### [Exercise]
Images excluded, return every record exactly as it reads.

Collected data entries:
***

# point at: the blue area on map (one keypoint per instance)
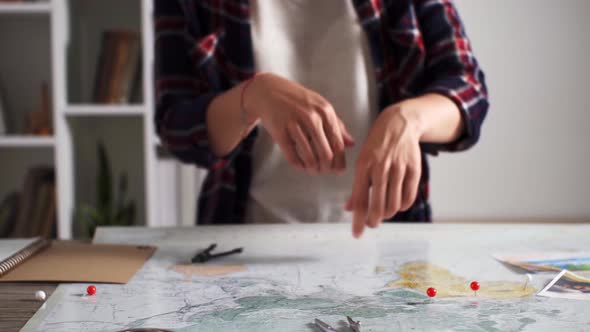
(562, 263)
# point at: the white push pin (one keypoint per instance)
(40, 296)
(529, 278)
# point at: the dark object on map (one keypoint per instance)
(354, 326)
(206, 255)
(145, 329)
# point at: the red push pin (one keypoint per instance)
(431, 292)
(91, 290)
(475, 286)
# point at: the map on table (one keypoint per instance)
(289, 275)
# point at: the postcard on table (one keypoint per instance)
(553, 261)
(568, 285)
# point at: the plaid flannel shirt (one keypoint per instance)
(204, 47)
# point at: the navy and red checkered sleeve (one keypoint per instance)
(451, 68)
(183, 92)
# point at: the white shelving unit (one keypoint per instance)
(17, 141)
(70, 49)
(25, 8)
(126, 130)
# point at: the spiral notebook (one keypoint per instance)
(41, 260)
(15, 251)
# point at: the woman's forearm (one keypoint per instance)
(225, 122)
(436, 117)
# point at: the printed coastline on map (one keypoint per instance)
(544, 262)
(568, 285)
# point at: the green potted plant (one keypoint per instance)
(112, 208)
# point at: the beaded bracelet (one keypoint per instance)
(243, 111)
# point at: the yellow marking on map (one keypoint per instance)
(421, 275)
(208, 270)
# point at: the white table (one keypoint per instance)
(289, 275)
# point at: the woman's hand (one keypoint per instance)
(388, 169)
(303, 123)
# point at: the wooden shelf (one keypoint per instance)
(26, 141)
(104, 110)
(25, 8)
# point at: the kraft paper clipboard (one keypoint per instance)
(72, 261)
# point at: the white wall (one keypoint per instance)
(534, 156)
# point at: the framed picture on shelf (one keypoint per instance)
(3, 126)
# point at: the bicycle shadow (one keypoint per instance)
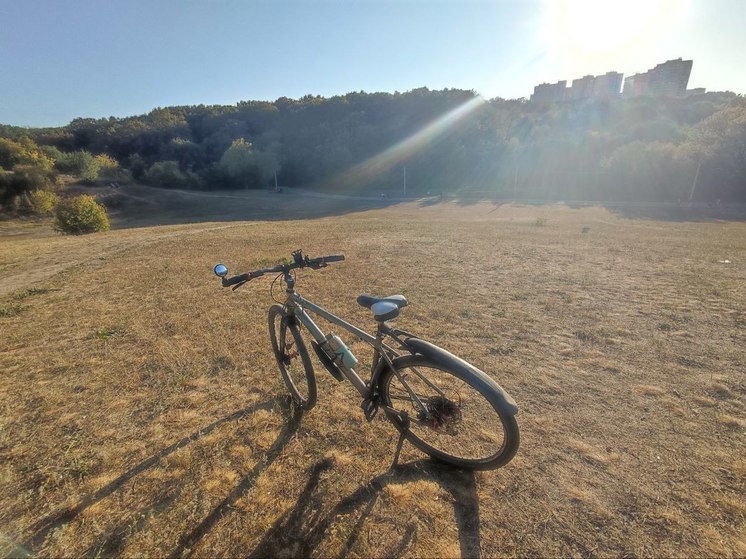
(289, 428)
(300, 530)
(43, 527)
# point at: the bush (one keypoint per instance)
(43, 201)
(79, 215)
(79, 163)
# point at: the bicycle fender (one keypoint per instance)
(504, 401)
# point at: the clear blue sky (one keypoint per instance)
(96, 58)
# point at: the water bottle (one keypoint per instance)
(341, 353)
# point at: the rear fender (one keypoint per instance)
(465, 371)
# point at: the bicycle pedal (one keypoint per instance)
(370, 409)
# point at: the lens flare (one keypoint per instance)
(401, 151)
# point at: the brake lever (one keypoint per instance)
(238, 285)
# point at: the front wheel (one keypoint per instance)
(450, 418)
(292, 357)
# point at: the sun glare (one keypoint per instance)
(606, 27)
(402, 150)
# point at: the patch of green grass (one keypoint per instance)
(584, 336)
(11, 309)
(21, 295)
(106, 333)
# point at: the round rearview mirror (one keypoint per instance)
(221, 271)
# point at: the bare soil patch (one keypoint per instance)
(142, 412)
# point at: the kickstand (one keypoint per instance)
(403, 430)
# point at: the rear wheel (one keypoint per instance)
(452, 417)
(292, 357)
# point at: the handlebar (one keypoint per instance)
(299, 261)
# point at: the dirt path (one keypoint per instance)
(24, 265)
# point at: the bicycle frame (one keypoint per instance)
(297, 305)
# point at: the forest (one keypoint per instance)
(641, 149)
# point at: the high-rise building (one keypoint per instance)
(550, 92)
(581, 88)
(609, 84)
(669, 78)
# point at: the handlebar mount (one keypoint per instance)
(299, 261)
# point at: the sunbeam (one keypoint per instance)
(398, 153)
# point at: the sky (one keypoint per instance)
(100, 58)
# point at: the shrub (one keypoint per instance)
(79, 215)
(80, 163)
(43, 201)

***

### [Answer space]
# point at: the blue area on map (one keypoint per instance)
(562, 263)
# point at: the white push pin (one keypoint per instance)
(40, 296)
(529, 278)
# point at: the dark object on map (one keypoint per instance)
(354, 326)
(206, 255)
(145, 329)
# point at: the red push pin (one keypoint per instance)
(431, 292)
(91, 290)
(475, 286)
# point at: the map on table (one keypoint per instance)
(289, 275)
# point at: the postcard on table (one keypoint per instance)
(553, 261)
(568, 285)
# point at: the plaid flannel shirt (one keypoint per instance)
(204, 47)
# point at: the navy and red checkered sleeve (one keypoint per instance)
(451, 68)
(183, 92)
# point at: the white shelving unit (one keypoint per instance)
(17, 141)
(70, 49)
(25, 8)
(126, 130)
# point at: the spiral notebook (one keypoint per instance)
(41, 260)
(15, 251)
# point at: the woman's forearm (one keypoint per instance)
(225, 122)
(436, 117)
# point at: the printed coastline on map (one keypoint per instance)
(544, 262)
(568, 285)
# point at: the green potted plant (one keypoint per instance)
(112, 208)
# point at: the beaded bracelet (one keypoint per instance)
(243, 111)
# point at: the yellow marking on map (one keypoint per instance)
(421, 275)
(208, 270)
# point at: the white table (one keypoint per instance)
(289, 275)
# point at: the woman's hand (one keypoint per instance)
(388, 169)
(303, 123)
# point at: the wooden shelf (one keypoint per instance)
(26, 141)
(104, 110)
(25, 8)
# point at: the kraft paper clipboard (one keypoint per instance)
(72, 261)
# point at: the white wall (one keypoint per instance)
(534, 156)
# point at: the framed picture on shelf (one keypoint per instance)
(3, 126)
# point at: the bicycle shadow (one keypoint per instance)
(289, 428)
(300, 530)
(43, 527)
# point at: the bush (one keypoint per instance)
(43, 201)
(79, 215)
(79, 163)
# point at: the bicycle fender (one keypoint per instance)
(504, 401)
# point at: the clear blue sky (one keypoint per instance)
(96, 58)
# point at: the water bottle (one keypoint per instance)
(341, 353)
# point at: the rear fender (one keypoint per instance)
(465, 371)
# point at: the bicycle pedal (one keypoint per instance)
(370, 409)
# point at: the lens flare (one keypoint per instance)
(401, 151)
# point at: the brake lever (one keypoint per instance)
(238, 285)
# point at: the front wheel (one keypoint per instance)
(450, 418)
(292, 357)
# point at: the sun glare (one keypoint per instance)
(606, 27)
(402, 150)
# point at: the patch of green grass (one keypoint per instance)
(584, 336)
(11, 309)
(21, 295)
(106, 333)
# point at: the round rearview mirror (one keypoint per instance)
(221, 271)
# point at: the bare soil patch (one keypoint per instance)
(142, 412)
# point at: the kickstand (one keypoint per instance)
(403, 430)
# point at: the rear wheel (one keypoint per instance)
(452, 417)
(292, 357)
# point at: the handlebar (one keypoint per instance)
(299, 261)
# point at: the dirt path (one keypoint per instance)
(24, 265)
# point at: the bicycle frame (one keypoint per instance)
(297, 305)
# point at: the forest (one keypoint per instance)
(641, 149)
# point at: the high-rise building (one keypoint per instance)
(550, 92)
(581, 88)
(609, 84)
(669, 78)
# point at: the handlebar mount (one keypoint per instance)
(299, 261)
# point at: the sunbeam (one keypoint per instance)
(398, 153)
# point at: the sky (one keypoint per instance)
(100, 58)
# point at: the shrub (one keypoint per instance)
(79, 215)
(80, 163)
(43, 201)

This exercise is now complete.